= Given instruction =
Copy the passage on small-dollar loan interest rates word for word, from "This statement is" up to and including "only 40 cents a day.".

= Text provided =

This statement is illustrated by considering the difference between a $500 loan with an 18% APR versus a $500 loan with a 69% APR. When paid over a seven-month period under a traditional installment monthly payment plan, the 18% loan carries a monthly payment of $76, compared to a monthly payment of $89 for the 69% loan. The difference is actually only 40 cents a day.
The majority of a monthly payment on a traditional consumer installment loan is the repayment of principal. If someone cannot afford an $89 dollar-a-month payment, they most likely cannot afford a $76 dollar-a-month payment. And the ability of the lender to offer the loan often depends on that 40 cents a day.
Shouldn’t we protect consumers by limiting interest rates on traditional installment loans?
For small-dollar loans, interest rate limits can actually work against consumers’ best interests, in part because they reduce consumers’ choices. Interest rates are a function of both the size and length of a loan. For example, a 30% rate would be exorbitant for a $200,000, 30-year mortgage, but would not even cover a lender’s costs on a $500 loan for six months.

= Data =
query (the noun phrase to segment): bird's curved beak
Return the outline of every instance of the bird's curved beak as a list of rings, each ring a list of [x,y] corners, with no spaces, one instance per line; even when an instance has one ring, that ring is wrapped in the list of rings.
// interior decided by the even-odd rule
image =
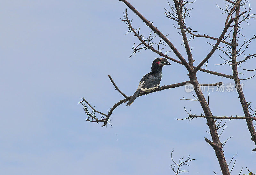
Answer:
[[[167,60],[167,59],[165,58],[163,58],[160,59],[161,60],[159,65],[160,66],[164,66],[165,65],[171,65],[169,62]]]

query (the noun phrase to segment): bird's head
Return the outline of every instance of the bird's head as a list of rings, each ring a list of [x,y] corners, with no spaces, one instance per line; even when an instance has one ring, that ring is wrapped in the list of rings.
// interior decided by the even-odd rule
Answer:
[[[152,63],[152,72],[154,72],[155,70],[158,70],[159,69],[162,69],[163,67],[165,65],[171,65],[171,64],[166,59],[164,58],[156,58],[153,61]]]

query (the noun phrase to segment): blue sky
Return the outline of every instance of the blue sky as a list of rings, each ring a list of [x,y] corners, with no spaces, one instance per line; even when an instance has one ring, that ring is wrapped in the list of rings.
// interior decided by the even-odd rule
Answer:
[[[218,37],[226,15],[216,4],[223,7],[224,1],[197,0],[191,5],[187,24],[201,34]],[[256,2],[251,1],[252,13],[256,13]],[[163,33],[169,34],[186,56],[174,23],[164,17],[166,1],[129,2]],[[138,42],[132,34],[124,35],[128,29],[120,18],[126,8],[117,0],[0,2],[0,173],[169,174],[174,150],[176,160],[189,155],[196,159],[187,168],[189,174],[213,174],[213,170],[220,174],[213,149],[204,140],[210,138],[205,120],[176,119],[187,116],[184,107],[193,114],[203,112],[197,102],[180,100],[193,97],[184,87],[138,98],[129,107],[120,105],[111,116],[113,126],[102,128],[85,121],[78,104],[80,98],[107,112],[123,99],[108,75],[131,95],[157,57],[146,50],[128,59]],[[129,9],[128,14],[135,28],[140,27],[146,36],[149,33]],[[242,26],[241,32],[248,38],[255,32],[255,21]],[[195,64],[211,49],[206,41],[195,38],[190,43]],[[246,54],[255,53],[255,43]],[[221,54],[213,55],[208,68],[230,75],[229,66],[214,65],[222,62]],[[172,52],[169,55],[176,58]],[[183,67],[171,63],[163,68],[161,85],[188,79]],[[252,60],[240,68],[239,72],[244,73],[241,77],[252,75],[241,69],[255,69],[255,63]],[[232,83],[201,72],[198,77],[202,83]],[[255,80],[244,82],[244,89],[254,108]],[[243,115],[236,92],[211,93],[209,102],[214,115]],[[227,123],[220,139],[232,136],[224,150],[228,162],[238,153],[232,172],[238,174],[243,167],[242,173],[247,173],[245,167],[256,171],[255,153],[251,152],[255,146],[246,122]]]

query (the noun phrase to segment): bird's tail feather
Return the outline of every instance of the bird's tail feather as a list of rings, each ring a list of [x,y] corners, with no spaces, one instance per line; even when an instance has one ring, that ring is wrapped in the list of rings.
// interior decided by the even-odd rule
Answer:
[[[129,101],[128,102],[128,103],[127,103],[127,104],[126,105],[126,106],[130,106],[132,104],[132,103],[133,102],[133,101],[135,100],[135,99],[137,98],[137,97],[139,96],[139,94],[140,94],[140,89],[138,89],[135,92],[135,93],[134,93],[134,94],[131,98],[130,100],[129,100]]]

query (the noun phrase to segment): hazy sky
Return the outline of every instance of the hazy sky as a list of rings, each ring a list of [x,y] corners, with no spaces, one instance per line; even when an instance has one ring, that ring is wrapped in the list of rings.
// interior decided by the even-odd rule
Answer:
[[[169,34],[186,58],[182,38],[173,26],[176,24],[164,14],[167,1],[129,1]],[[255,13],[256,2],[250,1]],[[200,34],[218,37],[226,15],[216,4],[225,7],[220,0],[197,0],[190,5],[193,9],[187,24]],[[188,174],[213,174],[213,170],[221,174],[214,151],[204,140],[211,139],[205,119],[176,120],[188,116],[184,107],[193,114],[203,112],[198,102],[180,100],[193,98],[184,87],[140,97],[129,107],[120,105],[111,116],[113,126],[85,121],[78,103],[80,98],[107,112],[123,99],[108,75],[131,95],[158,56],[147,50],[128,59],[138,42],[132,34],[124,35],[128,28],[120,18],[126,8],[118,0],[0,1],[0,174],[171,174],[172,150],[177,160],[189,155],[196,159],[186,167]],[[140,27],[148,36],[150,31],[145,24],[129,9],[128,14],[134,28]],[[241,33],[253,36],[256,21],[244,23]],[[206,41],[195,38],[190,43],[195,65],[211,48]],[[246,55],[255,53],[255,42],[252,43]],[[208,68],[231,74],[229,66],[214,65],[223,62],[219,54],[211,58]],[[169,55],[176,58],[173,52]],[[161,85],[188,80],[184,67],[171,64],[163,68]],[[240,68],[244,74],[241,77],[253,75],[241,70],[255,69],[255,64],[252,59]],[[202,72],[198,77],[201,83],[233,83]],[[244,82],[246,100],[254,108],[255,79]],[[208,93],[204,94],[207,98]],[[236,92],[211,92],[209,97],[214,115],[244,115]],[[232,136],[224,148],[227,162],[238,153],[232,174],[238,174],[243,167],[242,174],[248,174],[245,167],[255,173],[256,153],[251,151],[255,145],[245,121],[225,122],[228,126],[221,141]]]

= Correct result =
This statement is illustrated by considering the difference between a $500 loan with an 18% APR versus a $500 loan with a 69% APR. When paid over a seven-month period under a traditional installment monthly payment plan, the 18% loan carries a monthly payment of $76, compared to a monthly payment of $89 for the 69% loan. The difference is actually only 40 cents a day.